THE EXERCISE: Reproduce all of the data below line for line, without any alteration, and leave the pictures out of your answer.

DATASET EXCERPTS:
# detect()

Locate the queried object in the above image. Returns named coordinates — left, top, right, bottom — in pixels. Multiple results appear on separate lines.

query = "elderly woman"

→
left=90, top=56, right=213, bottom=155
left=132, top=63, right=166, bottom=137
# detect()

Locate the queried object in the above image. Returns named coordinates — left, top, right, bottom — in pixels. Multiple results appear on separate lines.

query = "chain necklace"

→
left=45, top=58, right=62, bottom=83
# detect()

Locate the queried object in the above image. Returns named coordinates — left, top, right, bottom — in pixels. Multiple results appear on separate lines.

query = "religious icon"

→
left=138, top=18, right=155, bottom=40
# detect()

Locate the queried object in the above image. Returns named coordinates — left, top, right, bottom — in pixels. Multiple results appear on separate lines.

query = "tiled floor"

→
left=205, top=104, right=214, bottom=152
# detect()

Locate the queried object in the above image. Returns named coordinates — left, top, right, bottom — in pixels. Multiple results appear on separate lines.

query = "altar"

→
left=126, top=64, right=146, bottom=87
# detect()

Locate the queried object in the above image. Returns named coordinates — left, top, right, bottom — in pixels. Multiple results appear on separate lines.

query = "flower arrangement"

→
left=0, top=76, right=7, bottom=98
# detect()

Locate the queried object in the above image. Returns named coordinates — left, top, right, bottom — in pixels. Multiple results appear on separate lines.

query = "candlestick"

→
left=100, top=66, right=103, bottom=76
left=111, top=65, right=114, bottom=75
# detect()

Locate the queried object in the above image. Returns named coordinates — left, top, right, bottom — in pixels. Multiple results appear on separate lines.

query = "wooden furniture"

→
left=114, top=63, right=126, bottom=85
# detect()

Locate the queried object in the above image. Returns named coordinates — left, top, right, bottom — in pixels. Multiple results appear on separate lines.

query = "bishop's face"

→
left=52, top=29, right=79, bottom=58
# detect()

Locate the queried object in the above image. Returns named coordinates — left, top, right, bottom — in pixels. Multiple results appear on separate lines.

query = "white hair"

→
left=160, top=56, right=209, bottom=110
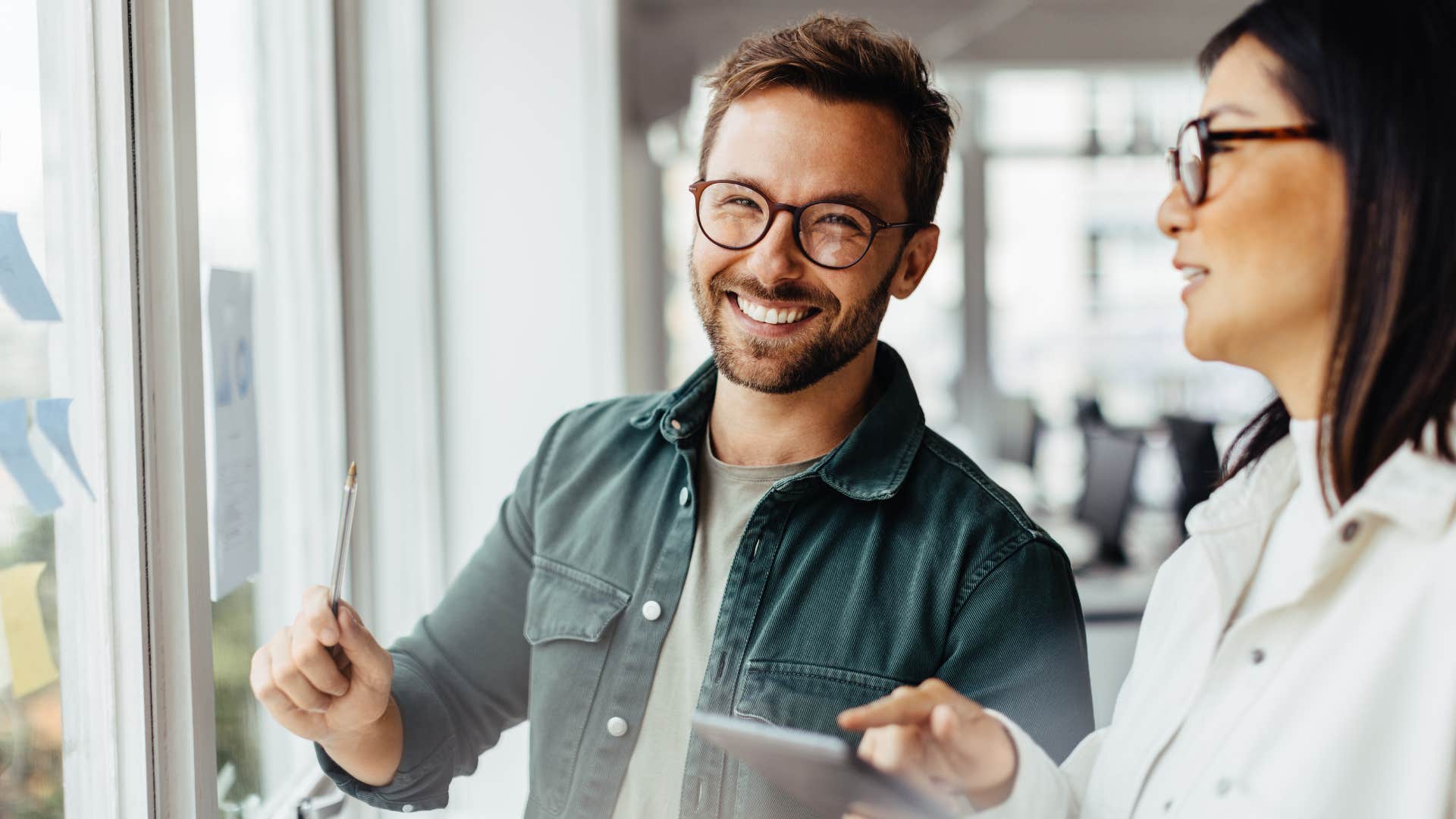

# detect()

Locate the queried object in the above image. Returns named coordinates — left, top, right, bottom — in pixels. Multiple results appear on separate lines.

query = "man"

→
left=253, top=16, right=1092, bottom=819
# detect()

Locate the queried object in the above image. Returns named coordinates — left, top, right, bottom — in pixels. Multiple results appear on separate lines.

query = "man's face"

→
left=689, top=87, right=934, bottom=394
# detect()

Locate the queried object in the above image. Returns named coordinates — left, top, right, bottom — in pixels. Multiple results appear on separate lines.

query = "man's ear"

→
left=890, top=224, right=940, bottom=299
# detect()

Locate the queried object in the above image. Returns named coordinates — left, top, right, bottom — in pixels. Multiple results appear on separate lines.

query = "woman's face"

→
left=1157, top=36, right=1345, bottom=375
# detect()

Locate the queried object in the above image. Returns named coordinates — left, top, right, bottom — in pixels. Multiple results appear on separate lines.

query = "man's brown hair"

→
left=698, top=14, right=956, bottom=221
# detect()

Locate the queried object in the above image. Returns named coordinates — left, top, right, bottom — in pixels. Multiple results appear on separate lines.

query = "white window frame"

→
left=36, top=0, right=352, bottom=816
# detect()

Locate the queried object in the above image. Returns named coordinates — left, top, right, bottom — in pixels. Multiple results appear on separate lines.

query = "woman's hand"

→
left=839, top=679, right=1016, bottom=809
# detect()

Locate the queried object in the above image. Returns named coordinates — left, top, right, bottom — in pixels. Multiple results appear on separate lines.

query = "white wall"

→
left=425, top=0, right=625, bottom=816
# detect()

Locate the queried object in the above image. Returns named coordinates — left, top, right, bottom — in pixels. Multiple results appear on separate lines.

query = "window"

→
left=192, top=0, right=346, bottom=816
left=0, top=0, right=67, bottom=819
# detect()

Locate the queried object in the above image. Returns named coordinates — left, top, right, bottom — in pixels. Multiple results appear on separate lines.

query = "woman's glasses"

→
left=1168, top=117, right=1326, bottom=206
left=687, top=179, right=924, bottom=270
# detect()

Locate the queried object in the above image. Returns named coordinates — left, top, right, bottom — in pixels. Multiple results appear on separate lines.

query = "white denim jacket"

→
left=977, top=427, right=1456, bottom=819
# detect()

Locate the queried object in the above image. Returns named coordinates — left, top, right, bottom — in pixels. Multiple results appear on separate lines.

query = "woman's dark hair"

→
left=1198, top=0, right=1456, bottom=503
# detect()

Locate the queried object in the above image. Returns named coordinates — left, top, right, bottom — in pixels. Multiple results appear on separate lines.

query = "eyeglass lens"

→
left=1178, top=124, right=1207, bottom=204
left=698, top=182, right=874, bottom=268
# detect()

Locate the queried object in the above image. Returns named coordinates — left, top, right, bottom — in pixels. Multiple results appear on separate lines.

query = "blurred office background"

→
left=0, top=0, right=1269, bottom=816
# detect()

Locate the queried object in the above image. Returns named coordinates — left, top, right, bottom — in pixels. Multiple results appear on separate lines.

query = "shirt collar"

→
left=630, top=341, right=924, bottom=500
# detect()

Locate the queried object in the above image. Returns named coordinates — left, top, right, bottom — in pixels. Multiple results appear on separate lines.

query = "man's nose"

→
left=747, top=212, right=808, bottom=290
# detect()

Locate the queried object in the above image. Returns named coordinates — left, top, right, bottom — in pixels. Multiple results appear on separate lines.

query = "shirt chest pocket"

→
left=734, top=661, right=907, bottom=739
left=524, top=555, right=632, bottom=814
left=733, top=661, right=905, bottom=819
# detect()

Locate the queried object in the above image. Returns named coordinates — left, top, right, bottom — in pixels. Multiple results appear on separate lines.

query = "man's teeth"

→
left=738, top=296, right=810, bottom=324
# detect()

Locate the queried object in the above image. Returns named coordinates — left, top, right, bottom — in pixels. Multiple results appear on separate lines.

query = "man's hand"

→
left=839, top=679, right=1016, bottom=809
left=249, top=586, right=394, bottom=745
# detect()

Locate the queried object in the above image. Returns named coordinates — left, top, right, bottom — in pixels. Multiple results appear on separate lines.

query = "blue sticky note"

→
left=0, top=398, right=61, bottom=514
left=35, top=398, right=96, bottom=500
left=0, top=213, right=61, bottom=322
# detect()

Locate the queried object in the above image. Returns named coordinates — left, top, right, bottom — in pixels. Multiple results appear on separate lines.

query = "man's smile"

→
left=725, top=291, right=823, bottom=338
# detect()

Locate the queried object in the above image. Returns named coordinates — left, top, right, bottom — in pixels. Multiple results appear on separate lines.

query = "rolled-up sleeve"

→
left=939, top=536, right=1094, bottom=761
left=313, top=651, right=454, bottom=811
left=315, top=427, right=556, bottom=811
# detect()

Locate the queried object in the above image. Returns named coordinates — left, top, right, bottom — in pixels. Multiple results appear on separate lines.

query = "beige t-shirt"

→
left=613, top=431, right=814, bottom=819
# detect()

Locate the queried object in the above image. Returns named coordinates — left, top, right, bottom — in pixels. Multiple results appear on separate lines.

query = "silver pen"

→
left=329, top=460, right=358, bottom=617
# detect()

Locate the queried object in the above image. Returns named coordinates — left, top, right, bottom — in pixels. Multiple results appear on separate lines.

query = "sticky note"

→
left=0, top=606, right=14, bottom=691
left=35, top=398, right=96, bottom=500
left=0, top=213, right=61, bottom=322
left=0, top=563, right=61, bottom=698
left=0, top=398, right=61, bottom=514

RESPONSE:
# detect()

Locate the queried object in the above image. Returns named coordinates — left, top, right, bottom — in pixels. Multiple results appear on separate lines.

query = "elderly woman"

→
left=90, top=56, right=213, bottom=155
left=132, top=63, right=166, bottom=137
# detect()

Locate the queried object in the above image. Returns named coordinates — left, top, right, bottom — in pixels. Multiple results appear on separate lines.

query = "chain necklace"

→
left=45, top=58, right=62, bottom=83
# detect()

Locate the queried object in the above image. Returns named coordinates — left, top, right, bottom — in pixels. Multiple results appear on separate lines.

query = "religious icon"

→
left=138, top=18, right=155, bottom=40
# detect()

Locate the queried object in the above image. Returns named coordinates — left, top, right, bottom — in pixels. Multiple results appear on separate lines.

query = "tiled floor"

→
left=205, top=104, right=214, bottom=152
# detect()

Locate the queried object in the above image. Returns named coordinates — left, top, right, bottom — in pixels. Multiple results appear on separate lines.

query = "altar"

→
left=126, top=64, right=146, bottom=87
# detect()

Locate the queried object in the above image. Returns named coordinates — left, top, right, bottom — in pixels. Multiple results appear on separate lines.

query = "flower arrangement"

→
left=0, top=76, right=7, bottom=98
# detect()

Locate the queried object in the above image. Returns named coordinates — left, top, right, bottom — in pixels. Multiple results appear on separate lines.

query = "candlestick"

→
left=100, top=66, right=103, bottom=76
left=111, top=65, right=114, bottom=75
# detect()

Locate the queried object in the above image. Returns named coordinates — left, top, right, bottom — in pixels. Multiple results appear on separate lines.

query = "wooden furniture"

→
left=114, top=63, right=126, bottom=85
# detect()

Locate the queried object in the above image. Returns named coordinates — left, top, right, bottom — in pixels. Multiple results appear on separate lines.

query = "bishop's face"

→
left=52, top=29, right=79, bottom=58
# detect()

Locate the queried object in the above image. Returns named coordinates — left, top, right, bottom — in pixels. Multiple results appear on separate lines.

query = "white hair"

→
left=160, top=56, right=209, bottom=110

# detect()

Locate the queried object in the above image. Returns named coordinates — left, top, right, bottom — in pixels. Multiple results appear on separate lines.

query = "man"

→
left=253, top=16, right=1092, bottom=819
# detect()

Locate the queried object in the above image. Returns named coordinates — left, top, right, bottom — in pixels. Multiple results appear on separate lines.

query = "man's face"

→
left=689, top=87, right=934, bottom=394
# detect()

Locate the queried object in the above image. Returns named coordinates — left, top, right, bottom — in pixels. Multiple results appear on separate lines.

query = "man's ear"

→
left=890, top=224, right=940, bottom=299
# detect()

Locate the queried object in the above image. Returns named coordinates — left, top, right, bottom — in pixels. Multiple results appear on separate lines.

query = "woman's face"

→
left=1157, top=36, right=1345, bottom=375
# detect()

Locate the queried object in the above image. Returns named coordinates — left, top, right, bottom — in pixels. Multiple results appear on separate lines.

query = "man's brown hair"

→
left=698, top=14, right=956, bottom=221
# detect()

Locate the queried object in the above image. Returns named coordinates — left, top, right, bottom — in pixels. Multiple results appear on separate lines.

query = "white window frame"

→
left=36, top=0, right=352, bottom=816
# detect()

Locate the queried object in the above image. Returns named coordinates — left, top, right, bottom — in pixels. Multiple results appear on separate lines.

query = "woman's hand"

→
left=839, top=679, right=1016, bottom=809
# detect()

Locate the queried object in the above image. Returns named coordinates — left, top, right, bottom — in pixels. Multiple results appear on separate lines.

query = "white wall"

→
left=425, top=0, right=625, bottom=816
# detect()

Locate the queried object in the above image. Returns named coordinates — left, top, right, bottom — in pixels. Multiple results appear on separate lines.

query = "window"

→
left=192, top=0, right=346, bottom=816
left=0, top=0, right=67, bottom=819
# detect()

Locate the queried object in the above image. Returns named coordinates — left, top, right, bottom — in pixels. Multiple results appear on separate lines.

query = "woman's glasses"

→
left=1168, top=117, right=1326, bottom=206
left=687, top=179, right=924, bottom=270
# detect()

Locate the queried object in the above image. Returns named coordinates — left, top, right, bottom — in pixels. Multiple results appear on separate lines.

query = "white denim jacket"

→
left=977, top=427, right=1456, bottom=819
# detect()

Locate the queried object in the above image. Returns named coordinates — left, top, right, bottom — in pixels. Multiple results appear on separate lines.

query = "woman's dark hair"

→
left=1198, top=0, right=1456, bottom=503
# detect()

Locate the queried object in the above image. Returns named coordinates — left, top, right, bottom — in pixels. Multiple results appear on separate lines.

query = "eyeglass lens"

→
left=1178, top=124, right=1207, bottom=204
left=698, top=182, right=874, bottom=268
# detect()

Locate the queried object in the above image. Returns named coordinates — left, top, right, bottom — in pixels. Multiple results appear on separate lines.

query = "blurred office background"

→
left=0, top=0, right=1269, bottom=816
# detect()

Locate the queried object in the above image. Returns named coordinates — left, top, right, bottom — in pixels. Multiple results appear on separate lines.

query = "shirt collar"

→
left=630, top=341, right=924, bottom=500
# detect()

Locate the queried object in the above image. Returns named coordinates — left, top, right, bottom — in pixels. Multiple results appear on separate lines.

query = "man's nose"

→
left=747, top=212, right=808, bottom=290
# detect()

Locate the queried object in the above image. Returns named coordinates — left, top, right, bottom — in pixels. Multiple results appear on separate lines.

query = "shirt chest pocket"

→
left=734, top=661, right=907, bottom=739
left=524, top=555, right=632, bottom=814
left=733, top=661, right=905, bottom=819
# detect()

Locate the queried object in the above image. Returns named coordinates — left, top, right, bottom — in pixels. Multiple results appear on separate lines.

query = "man's teeth"

→
left=738, top=296, right=810, bottom=324
# detect()

Locate the queried object in the above image. Returns named coordinates — left, top, right, bottom — in pixels. Multiple results appear on separate lines.

query = "man's hand"

→
left=839, top=679, right=1016, bottom=809
left=249, top=586, right=394, bottom=745
# detect()

Locate the queried object in the above image. Returns named coordinates — left, top, right, bottom — in pixels. Multiple results appear on separate lines.

query = "blue sticky note"

→
left=0, top=398, right=61, bottom=514
left=35, top=398, right=96, bottom=500
left=0, top=213, right=61, bottom=322
# detect()

Locate the queried object in the above image. Returns named coordinates — left, top, right, bottom — in pixels. Multiple results appear on separate lines.

query = "man's smile"

→
left=725, top=291, right=823, bottom=338
# detect()

Locate the queried object in the above image. Returns named coordinates — left, top, right, bottom — in pixels. Multiple results appear on separate lines.

query = "rolled-up sleeve"

→
left=939, top=536, right=1094, bottom=761
left=313, top=651, right=454, bottom=811
left=315, top=427, right=556, bottom=811
# detect()

Locate the queried object in the above image. Returns named coordinates — left, top, right, bottom — in pixels. Multiple results appear on separate lines.

query = "beige t-shirt"

→
left=613, top=431, right=814, bottom=819
# detect()

Locate the queried object in the above image. Returns named coordinates — left, top, right, bottom — in pixels. Multiple results appear on separate lines.

query = "silver pen"

→
left=329, top=460, right=358, bottom=617
# detect()

Locate the queried object in the above image. Returns named coordinates — left, top, right, bottom — in pixels. Multiple results appear on separate lines.

query = "sticky note"

→
left=0, top=606, right=14, bottom=691
left=35, top=398, right=96, bottom=500
left=0, top=213, right=61, bottom=322
left=0, top=563, right=61, bottom=698
left=0, top=398, right=61, bottom=514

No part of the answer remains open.